• **Reading passage**

Dr. Michael Everest Shares Millions To Medical Institutions

An Indian American doctor has donated millions to medical schools around the country and he is not planning to stop soon. Michael Everest’s mission is to help improve medical education across the United States by funding several research projects and providing stipends to international doctors enrolled in the country’s top medical institutions. 

Dr. Michael Everest gets his inspiration from his father Edwin, a physician who was once an international medical graduate when he set foot in the United States. Dr. Edwin Everest founded Residents Medical Group and in his stint as its head, he worked hard to improve medical education through helping medical institutions in the U.S., the United Kingdom, and India. His son Michael is now running the company and also started a foundation named after his dad. The latter is the driving force behind the Edwin Everest Foundation’s sponsorship of various medical projects. This includes spinal injury research at the Bronx VA, research in nanotechnology, as well as stem cell. 

Michael Everest’s interest in the SCI Investigation on the exoskeleton was seen during a 5K Generosity Run where his foundation was a corporate sponsor. The research combines studies done by Mt. Sinai or the Icahn School of Medicine at the Bronx VA and that of the works of Dr. Ann Spungen and Dr. Mark Korsten. The event, according to Academics For Yes, saw men and women using an exoskeleton device so they could walk. The Everest Foundation says that participants used wheelchairs on a daily basis. Showing the device off during the run was meant to display how it can change the lives of its users. 

In 2013, the foundation gave a whopping $1 million to Keck School of Medicine. According to Academic for Yes, the first amount of $162,500 from the $1 million went to the Department of Otolaryngology, a unit of the school that studies head and neck injuries and surgery.

• **Material supplied**

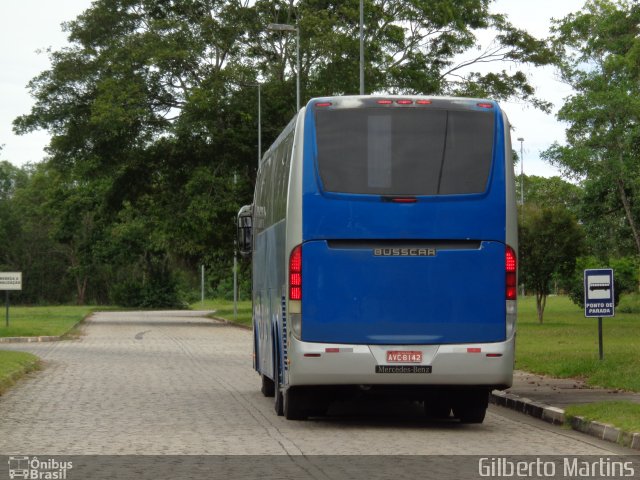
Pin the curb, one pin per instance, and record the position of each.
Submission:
(30, 339)
(231, 323)
(44, 338)
(556, 416)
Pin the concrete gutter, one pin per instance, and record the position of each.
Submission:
(556, 416)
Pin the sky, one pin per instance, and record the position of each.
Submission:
(28, 27)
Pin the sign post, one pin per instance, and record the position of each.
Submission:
(599, 300)
(10, 281)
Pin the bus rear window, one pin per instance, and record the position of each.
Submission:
(404, 151)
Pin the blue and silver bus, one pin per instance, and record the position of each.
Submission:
(383, 235)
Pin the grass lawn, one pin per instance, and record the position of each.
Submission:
(566, 344)
(224, 309)
(41, 321)
(624, 415)
(13, 365)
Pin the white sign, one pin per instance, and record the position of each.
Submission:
(598, 293)
(10, 280)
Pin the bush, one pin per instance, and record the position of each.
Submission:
(159, 291)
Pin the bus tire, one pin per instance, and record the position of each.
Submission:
(268, 386)
(294, 405)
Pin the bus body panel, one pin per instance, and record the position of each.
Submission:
(346, 364)
(350, 295)
(407, 304)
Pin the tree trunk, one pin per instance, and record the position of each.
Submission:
(541, 302)
(627, 211)
(81, 286)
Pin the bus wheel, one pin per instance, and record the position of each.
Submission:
(294, 404)
(471, 407)
(268, 386)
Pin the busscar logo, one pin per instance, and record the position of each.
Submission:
(36, 469)
(404, 252)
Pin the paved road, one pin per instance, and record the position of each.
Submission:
(176, 383)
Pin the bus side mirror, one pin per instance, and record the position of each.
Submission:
(245, 231)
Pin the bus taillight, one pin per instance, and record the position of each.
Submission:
(510, 268)
(295, 274)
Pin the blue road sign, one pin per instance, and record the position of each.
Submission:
(598, 293)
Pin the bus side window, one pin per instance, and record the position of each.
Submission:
(245, 231)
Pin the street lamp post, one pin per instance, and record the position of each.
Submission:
(361, 47)
(284, 27)
(521, 140)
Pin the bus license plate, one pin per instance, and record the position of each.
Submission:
(403, 356)
(403, 368)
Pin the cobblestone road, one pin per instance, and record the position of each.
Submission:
(176, 383)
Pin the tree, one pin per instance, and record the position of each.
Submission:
(599, 56)
(550, 192)
(152, 117)
(550, 241)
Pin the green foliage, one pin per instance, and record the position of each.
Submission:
(624, 415)
(42, 321)
(566, 345)
(544, 252)
(14, 365)
(224, 309)
(598, 55)
(153, 114)
(550, 192)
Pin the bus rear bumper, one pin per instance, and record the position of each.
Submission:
(485, 364)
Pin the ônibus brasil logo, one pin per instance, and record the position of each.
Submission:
(36, 469)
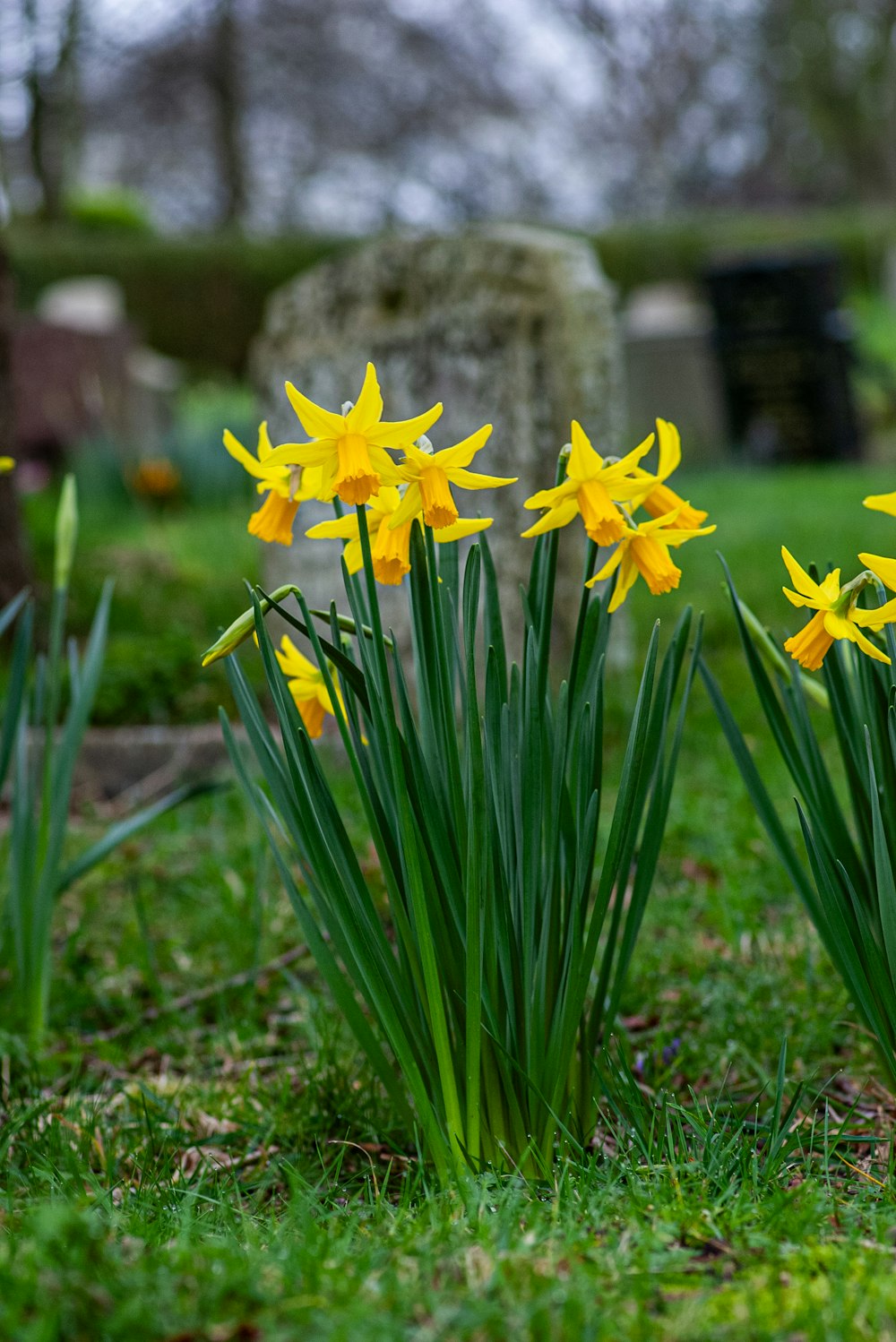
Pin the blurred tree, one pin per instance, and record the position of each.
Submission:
(676, 105)
(255, 110)
(53, 35)
(829, 69)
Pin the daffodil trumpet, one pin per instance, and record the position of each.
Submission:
(842, 773)
(837, 614)
(349, 449)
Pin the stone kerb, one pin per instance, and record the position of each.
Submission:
(504, 325)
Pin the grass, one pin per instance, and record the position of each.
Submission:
(204, 1157)
(177, 580)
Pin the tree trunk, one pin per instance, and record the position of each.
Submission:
(13, 571)
(227, 97)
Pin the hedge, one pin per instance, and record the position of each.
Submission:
(202, 299)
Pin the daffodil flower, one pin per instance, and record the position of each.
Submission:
(306, 686)
(350, 447)
(389, 546)
(659, 498)
(882, 503)
(645, 549)
(591, 489)
(429, 477)
(837, 615)
(285, 486)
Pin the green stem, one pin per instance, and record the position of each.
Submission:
(590, 560)
(409, 838)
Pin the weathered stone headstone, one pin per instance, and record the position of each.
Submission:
(671, 369)
(504, 325)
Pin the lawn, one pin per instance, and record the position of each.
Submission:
(202, 1155)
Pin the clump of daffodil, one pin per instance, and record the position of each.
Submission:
(389, 546)
(429, 477)
(661, 500)
(644, 549)
(306, 686)
(837, 614)
(285, 487)
(349, 447)
(593, 489)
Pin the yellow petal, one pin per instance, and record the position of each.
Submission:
(409, 506)
(240, 455)
(471, 481)
(321, 452)
(882, 568)
(583, 462)
(625, 581)
(463, 452)
(340, 529)
(550, 498)
(461, 528)
(367, 409)
(677, 536)
(626, 465)
(669, 449)
(842, 628)
(560, 515)
(610, 566)
(314, 419)
(799, 577)
(882, 503)
(804, 600)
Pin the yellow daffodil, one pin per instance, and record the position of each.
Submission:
(882, 503)
(645, 549)
(389, 546)
(591, 489)
(837, 615)
(286, 487)
(307, 687)
(350, 449)
(660, 498)
(429, 477)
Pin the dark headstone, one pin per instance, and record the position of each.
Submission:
(784, 352)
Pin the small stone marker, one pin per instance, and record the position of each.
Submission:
(504, 325)
(671, 369)
(785, 352)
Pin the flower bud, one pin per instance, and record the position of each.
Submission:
(243, 627)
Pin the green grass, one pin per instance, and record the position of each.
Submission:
(178, 579)
(227, 1169)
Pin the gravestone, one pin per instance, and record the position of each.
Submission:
(504, 325)
(785, 353)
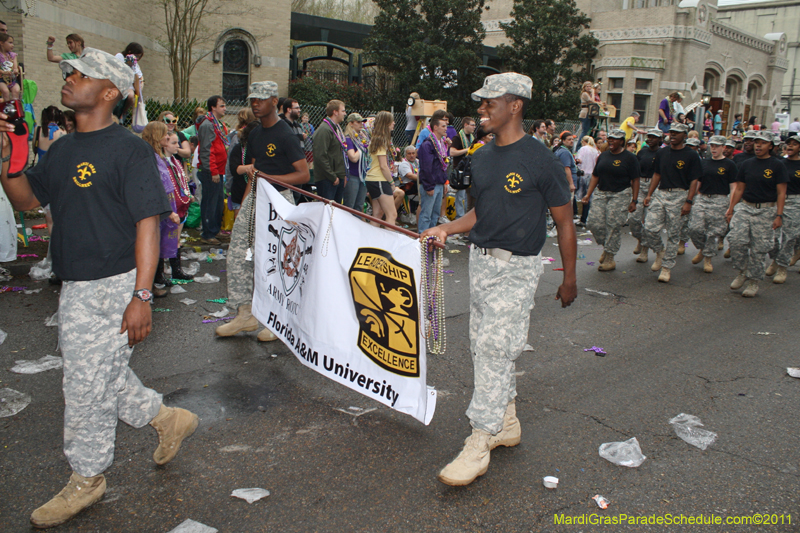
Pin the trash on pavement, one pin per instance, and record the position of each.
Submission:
(48, 362)
(12, 402)
(250, 495)
(687, 428)
(626, 453)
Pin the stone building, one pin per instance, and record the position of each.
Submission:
(650, 48)
(239, 47)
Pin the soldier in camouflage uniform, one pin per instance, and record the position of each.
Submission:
(514, 177)
(107, 199)
(616, 177)
(711, 202)
(676, 168)
(273, 150)
(761, 187)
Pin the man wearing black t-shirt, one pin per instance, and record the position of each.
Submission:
(616, 176)
(761, 187)
(790, 230)
(669, 198)
(515, 180)
(107, 199)
(273, 150)
(646, 156)
(711, 202)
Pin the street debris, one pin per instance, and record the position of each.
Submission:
(626, 453)
(48, 362)
(250, 495)
(687, 428)
(12, 402)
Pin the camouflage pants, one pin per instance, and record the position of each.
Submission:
(750, 238)
(708, 222)
(784, 248)
(636, 219)
(665, 213)
(501, 300)
(99, 387)
(240, 271)
(609, 213)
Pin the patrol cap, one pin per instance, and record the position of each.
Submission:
(677, 127)
(100, 65)
(261, 90)
(497, 85)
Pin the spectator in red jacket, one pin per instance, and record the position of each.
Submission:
(212, 138)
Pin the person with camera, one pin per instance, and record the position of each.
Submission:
(107, 200)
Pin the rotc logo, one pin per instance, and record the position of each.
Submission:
(85, 171)
(513, 181)
(385, 300)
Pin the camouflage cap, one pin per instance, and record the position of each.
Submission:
(497, 85)
(100, 65)
(677, 127)
(261, 90)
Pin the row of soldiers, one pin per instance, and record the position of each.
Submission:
(752, 197)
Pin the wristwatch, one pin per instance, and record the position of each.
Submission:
(144, 295)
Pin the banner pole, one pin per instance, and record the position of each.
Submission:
(344, 208)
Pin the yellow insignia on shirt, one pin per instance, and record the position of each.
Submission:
(513, 181)
(85, 171)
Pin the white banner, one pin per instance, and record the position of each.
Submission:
(344, 297)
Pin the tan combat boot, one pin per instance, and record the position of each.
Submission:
(511, 433)
(244, 321)
(780, 275)
(737, 283)
(266, 335)
(80, 493)
(656, 266)
(473, 461)
(173, 424)
(771, 269)
(750, 288)
(607, 264)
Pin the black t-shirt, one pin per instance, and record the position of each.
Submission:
(513, 185)
(615, 172)
(678, 168)
(793, 169)
(99, 185)
(761, 177)
(646, 157)
(742, 157)
(274, 150)
(239, 184)
(717, 176)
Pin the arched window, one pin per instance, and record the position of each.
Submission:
(235, 70)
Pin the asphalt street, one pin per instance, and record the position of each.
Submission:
(691, 346)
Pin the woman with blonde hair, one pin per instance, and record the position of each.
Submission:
(379, 176)
(156, 135)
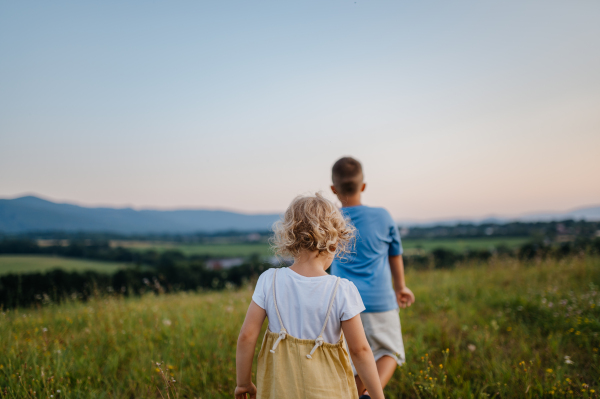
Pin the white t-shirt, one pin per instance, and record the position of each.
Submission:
(303, 303)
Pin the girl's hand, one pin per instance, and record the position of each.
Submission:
(405, 297)
(240, 392)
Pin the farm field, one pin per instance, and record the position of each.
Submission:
(502, 329)
(262, 249)
(216, 250)
(41, 263)
(462, 244)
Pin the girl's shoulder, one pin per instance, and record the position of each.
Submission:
(348, 300)
(347, 288)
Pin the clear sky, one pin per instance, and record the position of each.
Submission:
(456, 109)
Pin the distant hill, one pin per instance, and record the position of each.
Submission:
(587, 213)
(30, 213)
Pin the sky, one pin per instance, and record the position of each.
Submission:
(455, 109)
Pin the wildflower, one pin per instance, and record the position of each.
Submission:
(568, 360)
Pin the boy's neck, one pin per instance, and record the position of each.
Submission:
(350, 200)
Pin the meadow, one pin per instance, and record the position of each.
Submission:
(43, 263)
(262, 249)
(501, 329)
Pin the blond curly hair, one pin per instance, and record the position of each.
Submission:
(312, 223)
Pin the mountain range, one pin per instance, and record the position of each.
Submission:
(31, 213)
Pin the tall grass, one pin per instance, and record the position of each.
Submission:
(503, 329)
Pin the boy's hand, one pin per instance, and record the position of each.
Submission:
(240, 392)
(404, 297)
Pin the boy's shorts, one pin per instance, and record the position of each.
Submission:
(384, 335)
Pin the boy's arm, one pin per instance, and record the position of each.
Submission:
(362, 356)
(404, 295)
(245, 351)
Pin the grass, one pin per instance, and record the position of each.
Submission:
(262, 249)
(461, 245)
(215, 250)
(503, 329)
(35, 263)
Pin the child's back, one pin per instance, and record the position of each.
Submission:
(374, 264)
(368, 265)
(303, 354)
(303, 303)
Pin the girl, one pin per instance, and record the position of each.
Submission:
(310, 313)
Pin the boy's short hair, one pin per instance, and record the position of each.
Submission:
(312, 223)
(347, 175)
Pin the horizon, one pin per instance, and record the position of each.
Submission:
(471, 219)
(471, 109)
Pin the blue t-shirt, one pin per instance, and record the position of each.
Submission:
(368, 266)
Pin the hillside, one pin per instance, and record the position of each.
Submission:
(35, 214)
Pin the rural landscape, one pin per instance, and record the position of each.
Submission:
(503, 310)
(157, 158)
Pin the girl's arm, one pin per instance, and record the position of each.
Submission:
(245, 351)
(362, 356)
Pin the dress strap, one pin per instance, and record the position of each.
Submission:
(319, 341)
(282, 331)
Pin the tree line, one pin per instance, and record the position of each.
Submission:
(172, 271)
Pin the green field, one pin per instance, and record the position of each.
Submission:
(216, 250)
(262, 249)
(461, 245)
(504, 330)
(39, 263)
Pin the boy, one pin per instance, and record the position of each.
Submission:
(377, 259)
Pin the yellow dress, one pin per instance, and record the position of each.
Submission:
(304, 368)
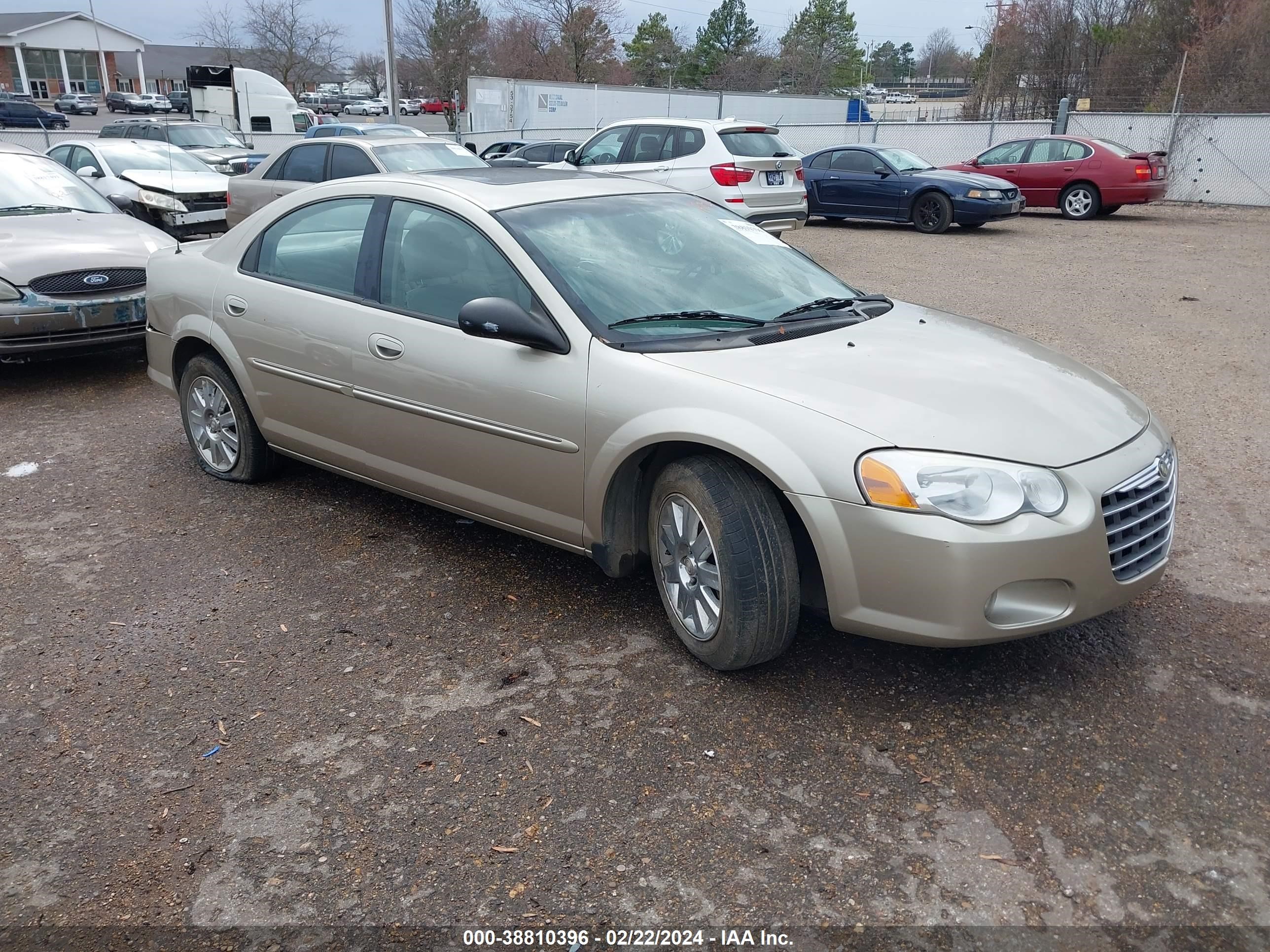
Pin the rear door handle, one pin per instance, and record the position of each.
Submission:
(385, 348)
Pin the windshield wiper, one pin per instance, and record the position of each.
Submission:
(35, 208)
(834, 304)
(704, 315)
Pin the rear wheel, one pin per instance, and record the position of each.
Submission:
(1080, 201)
(219, 426)
(933, 214)
(724, 561)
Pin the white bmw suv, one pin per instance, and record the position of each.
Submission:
(741, 166)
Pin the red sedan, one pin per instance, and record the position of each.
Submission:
(1080, 177)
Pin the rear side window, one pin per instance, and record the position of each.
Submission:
(316, 247)
(756, 144)
(347, 162)
(689, 141)
(305, 164)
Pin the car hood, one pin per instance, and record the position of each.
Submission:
(927, 380)
(971, 179)
(67, 241)
(217, 157)
(178, 183)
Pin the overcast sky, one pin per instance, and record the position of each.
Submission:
(877, 21)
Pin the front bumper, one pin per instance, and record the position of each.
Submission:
(38, 324)
(976, 211)
(929, 580)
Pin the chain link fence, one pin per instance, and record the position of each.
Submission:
(1213, 158)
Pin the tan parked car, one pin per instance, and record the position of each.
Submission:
(642, 376)
(319, 160)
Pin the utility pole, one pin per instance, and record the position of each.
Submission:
(390, 59)
(101, 54)
(992, 55)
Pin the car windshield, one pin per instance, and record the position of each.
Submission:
(423, 157)
(394, 131)
(903, 160)
(693, 257)
(756, 144)
(158, 157)
(202, 136)
(32, 183)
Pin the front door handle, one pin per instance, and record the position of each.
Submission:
(385, 348)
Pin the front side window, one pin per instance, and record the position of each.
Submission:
(1006, 154)
(694, 256)
(305, 164)
(435, 263)
(854, 160)
(317, 247)
(605, 148)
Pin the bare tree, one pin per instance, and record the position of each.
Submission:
(369, 69)
(290, 45)
(583, 31)
(219, 31)
(938, 54)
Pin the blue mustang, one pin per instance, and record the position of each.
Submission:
(893, 184)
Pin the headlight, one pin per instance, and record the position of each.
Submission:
(964, 488)
(158, 200)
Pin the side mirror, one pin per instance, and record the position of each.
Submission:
(499, 319)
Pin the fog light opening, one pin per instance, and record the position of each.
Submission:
(1030, 602)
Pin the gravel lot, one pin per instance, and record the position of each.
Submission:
(395, 693)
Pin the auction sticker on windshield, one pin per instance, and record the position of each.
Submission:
(753, 233)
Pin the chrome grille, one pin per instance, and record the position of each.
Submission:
(89, 282)
(1138, 516)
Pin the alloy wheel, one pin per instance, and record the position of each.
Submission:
(212, 426)
(1079, 202)
(930, 212)
(689, 569)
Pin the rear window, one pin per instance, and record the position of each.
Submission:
(1116, 148)
(756, 144)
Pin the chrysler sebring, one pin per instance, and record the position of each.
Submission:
(642, 376)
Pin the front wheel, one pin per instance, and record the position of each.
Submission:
(1080, 202)
(724, 561)
(933, 214)
(219, 426)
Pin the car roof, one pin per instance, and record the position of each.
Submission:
(494, 190)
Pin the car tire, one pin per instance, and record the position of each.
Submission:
(1080, 201)
(933, 212)
(719, 512)
(206, 381)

• **Exercise details**
Using the article about Dr. Michael Everest's donations, mark each statement yes or no and quote the words that decide it. (a) The foundation Michael Everest started is named after his father. (b) The first $162,500 of the 2013 gift to Keck School of Medicine went to nanotechnology research. (c) Michael Everest's foundation was a corporate sponsor of the 5K Generosity Run.

• **Finished task**
(a) Yes: "also started a foundation named after his dad"
(b) No: "the first amount of $162,500 from the $1 million went to the Department of Otolaryngology"
(c) Yes: "a 5K Generosity Run where his foundation was a corporate sponsor"